### Task prompt
Whatever precedes the line containing "113L177 112L171 140L172" is not copied; that line and every line after it through the final one below are copied exactly, except pictures.

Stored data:
※
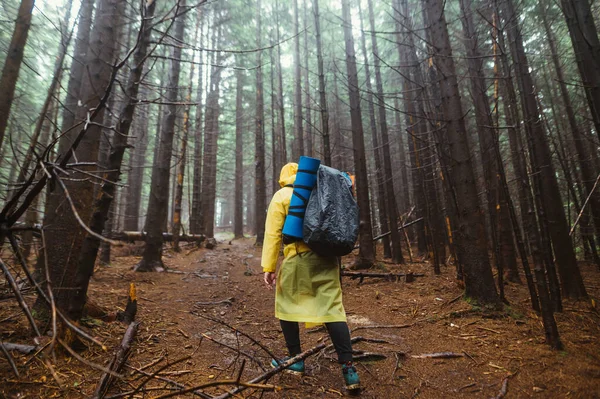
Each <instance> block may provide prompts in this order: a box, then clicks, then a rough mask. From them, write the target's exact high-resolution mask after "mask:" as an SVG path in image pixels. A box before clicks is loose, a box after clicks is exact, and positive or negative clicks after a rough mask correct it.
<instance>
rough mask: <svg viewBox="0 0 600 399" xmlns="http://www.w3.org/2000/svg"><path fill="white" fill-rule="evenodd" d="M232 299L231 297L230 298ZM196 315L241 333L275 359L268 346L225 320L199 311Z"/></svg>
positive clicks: (274, 355) (203, 318)
mask: <svg viewBox="0 0 600 399" xmlns="http://www.w3.org/2000/svg"><path fill="white" fill-rule="evenodd" d="M231 299H233V298H231ZM195 314H196V315H197V316H198V317H201V318H203V319H205V320H210V321H212V322H214V323H218V324H221V325H223V326H225V327H227V328H229V329H231V330H232V331H233V332H235V333H236V334H240V335H243V336H244V337H246V338H248V339H249V340H250V341H252V343H253V344H255V345H257V346H258V347H259V348H261V349H262V350H264V351H265V352H266V353H267V355H269V356H270V357H271V358H272V359H275V355H274V354H273V353H271V351H270V350H269V348H267V347H266V346H264V345H263V344H261V343H260V342H258V341H257V340H255V339H254V338H252V337H251V336H250V335H248V334H246V333H245V332H243V331H240V330H238V329H237V328H235V327H233V326H230V325H229V324H227V323H226V322H224V321H223V320H218V319H213V318H212V317H208V316H205V315H202V314H199V313H195Z"/></svg>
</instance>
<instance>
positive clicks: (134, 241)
mask: <svg viewBox="0 0 600 399" xmlns="http://www.w3.org/2000/svg"><path fill="white" fill-rule="evenodd" d="M109 238H111V239H113V240H119V241H127V242H135V241H144V240H145V239H146V232H145V231H115V232H112V233H110V235H109ZM205 239H206V237H205V236H204V235H203V234H181V235H180V236H179V241H184V242H198V243H199V242H202V241H204V240H205ZM163 240H164V241H165V242H170V241H173V233H163Z"/></svg>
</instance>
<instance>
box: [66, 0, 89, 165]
mask: <svg viewBox="0 0 600 399" xmlns="http://www.w3.org/2000/svg"><path fill="white" fill-rule="evenodd" d="M95 2H96V0H82V2H81V6H80V9H79V22H78V24H77V25H78V26H77V36H76V38H75V45H74V48H73V59H72V61H71V69H70V71H69V82H68V84H67V92H66V96H65V99H64V102H63V105H64V107H63V113H62V129H61V130H62V131H63V132H67V133H66V134H65V136H64V137H65V139H62V140H61V141H60V142H59V150H58V152H59V154H64V153H65V151H66V150H67V149H68V148H69V147H70V146H71V144H72V142H73V140H74V139H75V136H76V130H72V131H70V132H69V129H70V128H71V127H73V125H75V123H76V118H75V117H76V115H77V113H78V112H79V111H78V109H79V105H78V101H79V90H80V88H81V84H82V80H83V74H84V71H85V68H86V59H87V53H88V50H89V46H90V33H91V30H92V29H91V26H92V14H93V13H94V4H95ZM67 137H68V139H67Z"/></svg>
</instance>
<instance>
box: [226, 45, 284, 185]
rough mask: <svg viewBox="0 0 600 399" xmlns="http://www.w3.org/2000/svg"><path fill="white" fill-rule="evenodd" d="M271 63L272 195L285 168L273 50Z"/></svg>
mask: <svg viewBox="0 0 600 399" xmlns="http://www.w3.org/2000/svg"><path fill="white" fill-rule="evenodd" d="M270 43H271V46H273V45H274V43H273V38H271V39H270ZM269 61H271V65H270V66H269V72H270V73H269V75H270V76H269V77H270V85H271V187H272V190H271V191H272V194H275V193H276V192H277V190H279V172H280V171H281V168H282V167H283V163H282V161H281V143H280V140H279V139H280V137H281V134H280V131H281V127H280V126H278V124H277V96H276V94H275V58H274V57H273V49H272V48H271V49H269ZM236 98H237V97H236ZM236 112H237V107H236ZM236 123H237V120H236Z"/></svg>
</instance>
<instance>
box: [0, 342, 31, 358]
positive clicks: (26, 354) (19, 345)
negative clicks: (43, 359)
mask: <svg viewBox="0 0 600 399" xmlns="http://www.w3.org/2000/svg"><path fill="white" fill-rule="evenodd" d="M0 345H2V347H3V348H5V349H6V350H8V351H17V352H21V353H24V354H26V355H29V354H30V353H32V352H35V351H36V350H38V347H37V346H33V345H21V344H12V343H10V342H0Z"/></svg>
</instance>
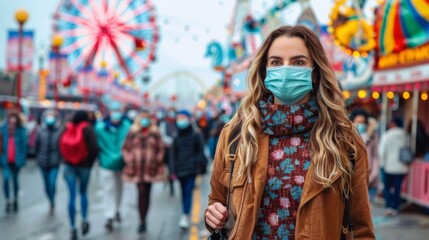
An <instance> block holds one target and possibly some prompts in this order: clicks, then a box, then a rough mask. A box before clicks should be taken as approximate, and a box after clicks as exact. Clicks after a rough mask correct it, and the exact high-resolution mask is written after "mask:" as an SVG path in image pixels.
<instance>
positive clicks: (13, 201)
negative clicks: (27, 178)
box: [0, 113, 28, 213]
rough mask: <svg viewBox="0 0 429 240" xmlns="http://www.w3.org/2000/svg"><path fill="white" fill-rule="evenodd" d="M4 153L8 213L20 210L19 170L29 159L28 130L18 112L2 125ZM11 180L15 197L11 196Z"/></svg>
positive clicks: (4, 162) (4, 189)
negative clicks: (23, 123) (12, 185)
mask: <svg viewBox="0 0 429 240" xmlns="http://www.w3.org/2000/svg"><path fill="white" fill-rule="evenodd" d="M1 136H2V149H3V151H2V154H1V155H0V166H1V167H2V168H3V190H4V195H5V197H6V213H11V212H12V211H13V212H17V211H18V192H19V181H18V180H19V170H20V169H21V168H22V167H23V166H24V165H25V162H26V159H27V143H28V140H27V139H28V138H27V131H26V130H25V128H24V126H23V123H22V119H21V117H20V116H19V114H18V113H10V114H9V115H8V116H7V120H6V122H5V124H4V125H3V126H2V127H1ZM10 182H12V185H13V190H14V191H13V198H12V199H11V196H10V188H9V187H10Z"/></svg>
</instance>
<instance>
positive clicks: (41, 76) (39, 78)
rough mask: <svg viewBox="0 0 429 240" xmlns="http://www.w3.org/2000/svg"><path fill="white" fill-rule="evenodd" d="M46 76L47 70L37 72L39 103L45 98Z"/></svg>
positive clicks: (43, 99)
mask: <svg viewBox="0 0 429 240" xmlns="http://www.w3.org/2000/svg"><path fill="white" fill-rule="evenodd" d="M47 76H48V70H46V69H43V70H41V71H40V72H39V79H40V81H39V101H42V100H44V99H45V98H46V88H47V86H46V85H47V84H46V77H47Z"/></svg>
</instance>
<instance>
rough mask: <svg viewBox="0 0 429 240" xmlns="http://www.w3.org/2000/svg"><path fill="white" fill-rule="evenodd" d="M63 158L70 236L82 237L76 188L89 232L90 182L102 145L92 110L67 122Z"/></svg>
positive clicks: (86, 233) (77, 116) (81, 111)
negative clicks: (96, 133) (68, 199)
mask: <svg viewBox="0 0 429 240" xmlns="http://www.w3.org/2000/svg"><path fill="white" fill-rule="evenodd" d="M59 148H60V153H61V157H62V159H63V160H64V163H65V167H64V180H65V181H66V184H67V187H68V190H69V206H68V213H69V220H70V226H71V235H70V239H71V240H75V239H78V233H77V227H76V220H75V219H76V206H75V199H76V195H77V194H76V188H78V189H79V194H80V203H81V206H80V211H81V217H82V223H81V233H82V235H86V234H88V233H89V230H90V225H89V221H88V205H89V203H88V184H89V178H90V173H91V168H92V166H93V164H94V162H95V159H96V157H97V152H98V147H97V142H96V140H95V134H94V130H93V127H92V125H91V122H90V119H89V117H88V113H86V112H85V111H82V110H79V111H77V112H76V113H75V114H74V116H73V119H72V121H71V122H69V123H67V125H66V127H65V130H64V132H63V133H62V135H61V137H60V141H59Z"/></svg>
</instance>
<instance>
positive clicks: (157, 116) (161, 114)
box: [156, 112, 165, 119]
mask: <svg viewBox="0 0 429 240" xmlns="http://www.w3.org/2000/svg"><path fill="white" fill-rule="evenodd" d="M164 117H165V116H164V113H163V112H157V113H156V118H157V119H164Z"/></svg>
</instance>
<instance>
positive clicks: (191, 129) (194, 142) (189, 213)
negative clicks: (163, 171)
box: [171, 110, 206, 229]
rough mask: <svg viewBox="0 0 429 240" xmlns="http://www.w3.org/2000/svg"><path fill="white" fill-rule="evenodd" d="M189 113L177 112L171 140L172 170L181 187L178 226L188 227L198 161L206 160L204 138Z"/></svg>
mask: <svg viewBox="0 0 429 240" xmlns="http://www.w3.org/2000/svg"><path fill="white" fill-rule="evenodd" d="M191 117H192V115H191V113H190V112H188V111H186V110H182V111H180V112H178V114H177V120H176V122H177V123H176V124H177V128H178V134H177V136H176V137H175V138H174V142H173V160H172V161H171V162H172V164H173V167H172V168H173V169H174V170H173V172H174V176H175V177H177V178H178V179H179V181H180V186H181V189H182V206H183V215H182V217H181V218H180V222H179V226H180V227H181V228H182V229H188V228H189V227H190V218H189V214H190V213H191V209H192V193H193V189H194V186H195V178H196V176H197V174H199V173H200V172H199V166H200V163H201V162H203V161H206V158H205V156H204V140H203V136H202V134H201V133H200V132H199V131H197V130H196V129H195V127H194V126H193V125H192V124H191Z"/></svg>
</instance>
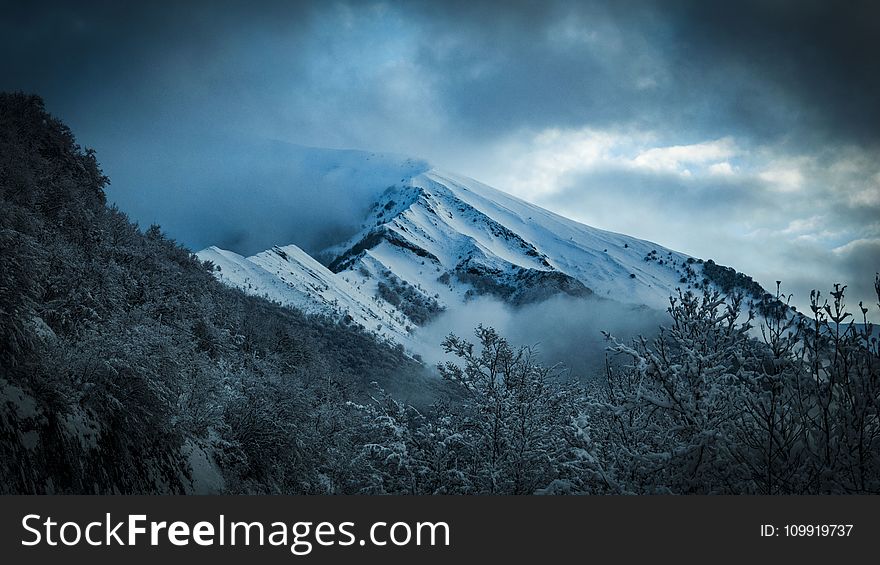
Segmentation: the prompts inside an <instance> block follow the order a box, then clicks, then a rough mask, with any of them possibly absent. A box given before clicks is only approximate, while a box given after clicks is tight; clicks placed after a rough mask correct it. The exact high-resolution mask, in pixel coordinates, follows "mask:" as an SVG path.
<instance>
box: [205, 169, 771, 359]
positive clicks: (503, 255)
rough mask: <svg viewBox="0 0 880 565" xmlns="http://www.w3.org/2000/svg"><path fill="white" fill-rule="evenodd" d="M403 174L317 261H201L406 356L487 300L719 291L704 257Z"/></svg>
※
### Solution
rough mask: <svg viewBox="0 0 429 240" xmlns="http://www.w3.org/2000/svg"><path fill="white" fill-rule="evenodd" d="M189 113L177 112L171 140L172 170L181 187L178 226L188 227L198 161L206 160L204 138Z"/></svg>
mask: <svg viewBox="0 0 429 240" xmlns="http://www.w3.org/2000/svg"><path fill="white" fill-rule="evenodd" d="M191 117H192V115H191V113H190V112H188V111H186V110H182V111H180V112H178V114H177V120H176V122H177V123H176V124H177V128H178V134H177V136H176V137H175V138H174V142H173V160H172V161H171V162H172V164H173V167H172V168H173V169H174V170H173V172H174V176H175V177H177V178H178V179H179V181H180V186H181V189H182V206H183V215H182V217H181V218H180V222H179V226H180V227H181V228H182V229H188V228H189V227H190V218H189V214H190V213H191V209H192V193H193V189H194V186H195V178H196V176H197V174H199V173H200V172H199V166H200V163H201V162H203V161H206V158H205V156H204V140H203V136H202V134H201V133H200V132H199V131H197V130H196V129H195V127H194V126H193V125H192V124H191Z"/></svg>
</instance>
Segmentation: the prompts inside an <instance> block follow the order a box, then clicks, then a rough mask, with any of them possibly absent. A box given before clicks is only approximate, while a box given after clicks is tight; clicks placed after a rough mask correct it. The exact high-resolution mask, in pixel coordinates, follows "mask:" as an SVG path.
<instance>
box: [205, 169, 771, 359]
positive clicks: (503, 255)
rough mask: <svg viewBox="0 0 880 565" xmlns="http://www.w3.org/2000/svg"><path fill="white" fill-rule="evenodd" d="M403 174L317 261H201L406 356L487 300L719 291L704 257Z"/></svg>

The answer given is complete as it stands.